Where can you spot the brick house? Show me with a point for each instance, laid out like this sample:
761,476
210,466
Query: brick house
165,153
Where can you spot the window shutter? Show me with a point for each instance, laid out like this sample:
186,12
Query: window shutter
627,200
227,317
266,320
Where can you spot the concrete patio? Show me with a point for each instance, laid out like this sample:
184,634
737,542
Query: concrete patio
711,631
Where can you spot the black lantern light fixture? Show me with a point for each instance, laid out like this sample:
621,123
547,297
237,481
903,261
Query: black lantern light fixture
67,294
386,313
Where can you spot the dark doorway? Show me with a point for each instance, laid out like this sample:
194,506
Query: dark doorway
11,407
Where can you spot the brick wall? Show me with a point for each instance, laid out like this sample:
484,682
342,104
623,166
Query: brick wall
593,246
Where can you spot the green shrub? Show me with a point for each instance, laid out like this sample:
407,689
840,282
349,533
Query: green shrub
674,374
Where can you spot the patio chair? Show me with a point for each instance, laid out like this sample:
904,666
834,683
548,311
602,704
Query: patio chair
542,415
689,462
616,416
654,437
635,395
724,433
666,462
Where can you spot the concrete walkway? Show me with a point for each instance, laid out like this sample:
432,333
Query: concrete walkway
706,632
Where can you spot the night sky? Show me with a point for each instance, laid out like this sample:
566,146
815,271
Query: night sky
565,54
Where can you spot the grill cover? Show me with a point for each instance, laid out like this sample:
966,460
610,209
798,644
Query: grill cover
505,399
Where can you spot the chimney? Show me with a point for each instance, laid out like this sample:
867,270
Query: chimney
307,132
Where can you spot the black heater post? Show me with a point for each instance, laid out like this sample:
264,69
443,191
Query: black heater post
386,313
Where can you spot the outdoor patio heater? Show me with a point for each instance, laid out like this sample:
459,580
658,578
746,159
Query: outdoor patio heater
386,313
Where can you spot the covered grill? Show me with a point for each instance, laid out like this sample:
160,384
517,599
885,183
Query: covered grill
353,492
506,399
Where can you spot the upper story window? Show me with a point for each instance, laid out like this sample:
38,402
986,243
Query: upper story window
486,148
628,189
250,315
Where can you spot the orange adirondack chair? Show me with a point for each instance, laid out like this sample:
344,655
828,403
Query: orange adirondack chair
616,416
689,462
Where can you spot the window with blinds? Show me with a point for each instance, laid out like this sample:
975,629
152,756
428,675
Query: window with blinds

-- -- --

• **Your objective**: In the entries above, find every line with the word "blinds" and list it.

• **Output**:
Where can you spot the window with blinds? Show me with a point for each instance, laid out like this sample:
Query: window with blinds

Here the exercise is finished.